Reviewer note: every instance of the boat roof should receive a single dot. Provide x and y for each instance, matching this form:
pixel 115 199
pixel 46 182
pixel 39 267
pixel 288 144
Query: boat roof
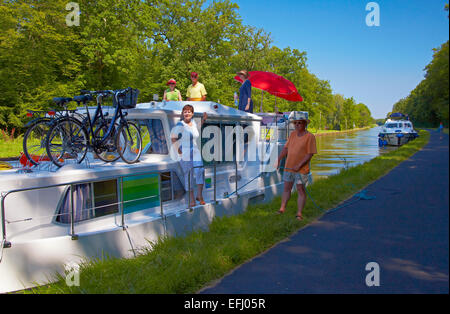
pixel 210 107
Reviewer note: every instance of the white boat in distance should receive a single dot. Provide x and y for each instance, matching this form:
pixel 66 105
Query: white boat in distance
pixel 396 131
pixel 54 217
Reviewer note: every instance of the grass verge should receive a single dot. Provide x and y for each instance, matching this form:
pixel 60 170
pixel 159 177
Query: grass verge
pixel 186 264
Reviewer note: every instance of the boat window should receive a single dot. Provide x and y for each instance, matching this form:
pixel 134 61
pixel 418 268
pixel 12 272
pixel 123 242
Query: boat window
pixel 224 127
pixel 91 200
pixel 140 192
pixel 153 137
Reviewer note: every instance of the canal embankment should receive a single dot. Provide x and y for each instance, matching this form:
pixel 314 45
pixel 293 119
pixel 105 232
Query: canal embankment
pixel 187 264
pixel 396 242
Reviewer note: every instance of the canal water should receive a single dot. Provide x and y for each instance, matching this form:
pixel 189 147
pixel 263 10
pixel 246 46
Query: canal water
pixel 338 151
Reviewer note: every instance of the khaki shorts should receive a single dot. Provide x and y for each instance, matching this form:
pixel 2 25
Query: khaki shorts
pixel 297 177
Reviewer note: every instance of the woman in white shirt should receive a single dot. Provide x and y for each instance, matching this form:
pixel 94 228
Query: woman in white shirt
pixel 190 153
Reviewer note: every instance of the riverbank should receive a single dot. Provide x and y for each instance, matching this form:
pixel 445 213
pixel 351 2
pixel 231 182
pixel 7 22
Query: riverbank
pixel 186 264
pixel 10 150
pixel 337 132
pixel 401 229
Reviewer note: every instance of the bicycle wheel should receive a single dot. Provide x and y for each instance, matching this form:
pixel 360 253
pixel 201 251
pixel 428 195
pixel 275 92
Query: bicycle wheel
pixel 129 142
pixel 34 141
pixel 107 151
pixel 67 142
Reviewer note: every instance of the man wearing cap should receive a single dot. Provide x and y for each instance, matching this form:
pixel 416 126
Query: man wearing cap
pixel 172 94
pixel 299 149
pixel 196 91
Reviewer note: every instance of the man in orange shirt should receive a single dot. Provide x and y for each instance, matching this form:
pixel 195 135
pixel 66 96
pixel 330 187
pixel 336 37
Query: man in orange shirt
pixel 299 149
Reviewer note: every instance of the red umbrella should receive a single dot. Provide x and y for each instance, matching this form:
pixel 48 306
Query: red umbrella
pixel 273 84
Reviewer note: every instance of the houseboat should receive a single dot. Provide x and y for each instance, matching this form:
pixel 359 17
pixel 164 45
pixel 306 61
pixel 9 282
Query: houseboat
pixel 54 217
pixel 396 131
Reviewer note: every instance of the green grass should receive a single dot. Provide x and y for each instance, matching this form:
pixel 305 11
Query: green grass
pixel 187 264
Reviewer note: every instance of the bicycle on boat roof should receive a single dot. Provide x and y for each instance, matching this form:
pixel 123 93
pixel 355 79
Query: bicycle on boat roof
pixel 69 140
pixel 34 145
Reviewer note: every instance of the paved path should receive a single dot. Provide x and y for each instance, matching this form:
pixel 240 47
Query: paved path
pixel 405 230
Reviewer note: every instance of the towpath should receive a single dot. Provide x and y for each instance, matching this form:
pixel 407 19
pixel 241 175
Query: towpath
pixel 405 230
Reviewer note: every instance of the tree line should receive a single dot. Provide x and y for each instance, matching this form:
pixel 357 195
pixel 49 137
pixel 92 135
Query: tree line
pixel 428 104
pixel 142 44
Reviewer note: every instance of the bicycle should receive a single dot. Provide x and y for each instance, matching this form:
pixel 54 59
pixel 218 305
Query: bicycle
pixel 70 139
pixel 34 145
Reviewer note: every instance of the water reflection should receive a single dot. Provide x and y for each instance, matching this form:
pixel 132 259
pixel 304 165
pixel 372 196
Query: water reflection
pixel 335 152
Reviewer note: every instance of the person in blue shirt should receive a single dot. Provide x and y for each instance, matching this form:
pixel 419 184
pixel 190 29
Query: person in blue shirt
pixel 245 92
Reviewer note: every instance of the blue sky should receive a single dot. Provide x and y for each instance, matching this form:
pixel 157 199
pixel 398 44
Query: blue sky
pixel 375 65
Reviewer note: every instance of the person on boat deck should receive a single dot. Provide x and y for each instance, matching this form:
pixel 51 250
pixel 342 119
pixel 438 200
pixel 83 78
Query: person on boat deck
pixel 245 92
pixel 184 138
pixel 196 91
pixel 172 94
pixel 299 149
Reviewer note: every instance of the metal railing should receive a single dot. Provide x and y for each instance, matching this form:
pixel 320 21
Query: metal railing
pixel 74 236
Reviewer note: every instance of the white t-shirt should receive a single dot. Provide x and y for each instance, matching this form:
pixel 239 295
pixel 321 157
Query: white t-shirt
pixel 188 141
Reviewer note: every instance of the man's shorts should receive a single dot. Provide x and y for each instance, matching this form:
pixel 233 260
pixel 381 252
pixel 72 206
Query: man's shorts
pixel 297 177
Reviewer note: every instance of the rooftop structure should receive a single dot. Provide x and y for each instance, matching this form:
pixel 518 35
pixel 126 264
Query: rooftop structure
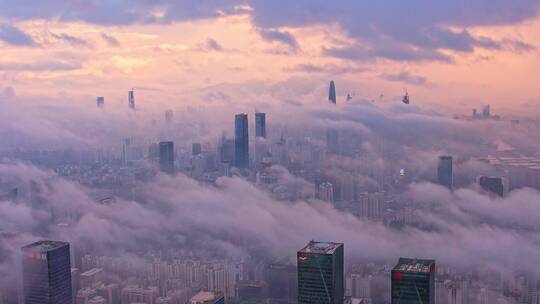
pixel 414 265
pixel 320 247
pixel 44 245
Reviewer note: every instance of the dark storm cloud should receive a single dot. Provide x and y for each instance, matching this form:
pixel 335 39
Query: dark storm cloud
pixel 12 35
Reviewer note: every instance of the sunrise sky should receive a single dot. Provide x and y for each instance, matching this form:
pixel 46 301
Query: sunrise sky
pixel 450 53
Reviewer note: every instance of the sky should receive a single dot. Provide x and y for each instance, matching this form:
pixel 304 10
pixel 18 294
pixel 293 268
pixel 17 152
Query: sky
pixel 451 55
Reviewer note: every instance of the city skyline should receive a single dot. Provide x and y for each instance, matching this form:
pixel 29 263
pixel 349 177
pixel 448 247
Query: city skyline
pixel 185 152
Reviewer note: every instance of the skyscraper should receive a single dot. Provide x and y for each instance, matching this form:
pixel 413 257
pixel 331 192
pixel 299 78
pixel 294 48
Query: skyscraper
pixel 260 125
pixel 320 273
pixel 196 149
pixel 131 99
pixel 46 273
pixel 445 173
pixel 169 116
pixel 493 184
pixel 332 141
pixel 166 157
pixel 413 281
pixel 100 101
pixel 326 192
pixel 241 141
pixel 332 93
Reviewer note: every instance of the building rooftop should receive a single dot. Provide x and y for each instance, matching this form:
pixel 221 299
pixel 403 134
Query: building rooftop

* * * * * * * * *

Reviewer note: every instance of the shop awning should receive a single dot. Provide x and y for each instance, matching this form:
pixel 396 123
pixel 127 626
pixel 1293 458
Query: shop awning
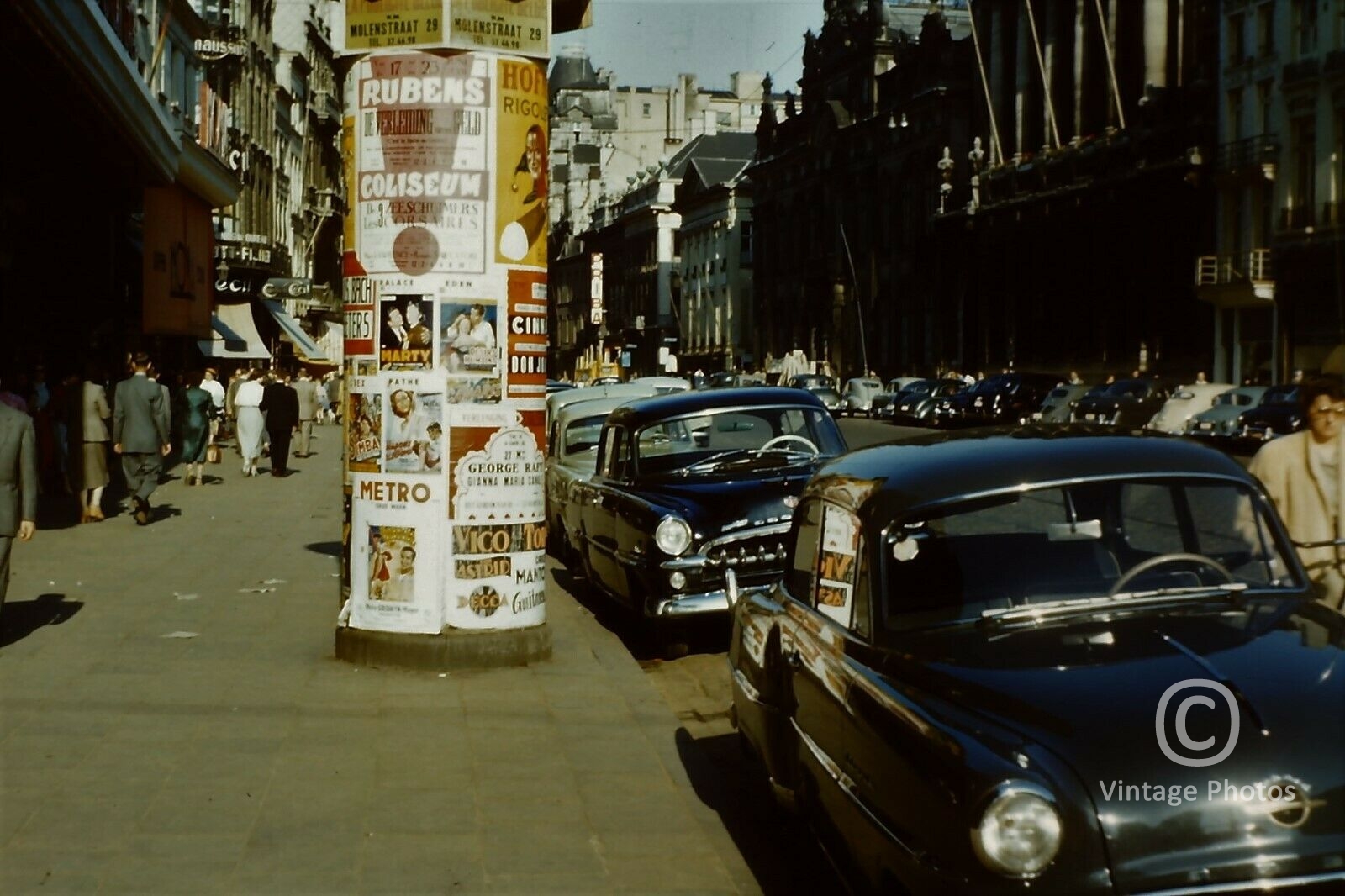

* * * * * * * * *

Copy out the records starting at the line containing "Reviewer note: every instance of the sunrise" and ending at the line containing "pixel 451 55", requests included, with each answer coordinate multiplied by 2.15 and rounded to a whole number, halves rounded up. Leave the requests and their sample coordinates unchanged, and give only those lines.

Reviewer note: every instance of the sunrise sky should receive a single dot. Provide x and y for each instance, matching this form:
pixel 46 301
Query: sunrise sky
pixel 968 114
Reviewer note: every instance of the sky should receive a single dot. Provide x and y for each instance, matching this form:
pixel 304 10
pixel 18 294
pixel 293 268
pixel 17 152
Query: sky
pixel 970 118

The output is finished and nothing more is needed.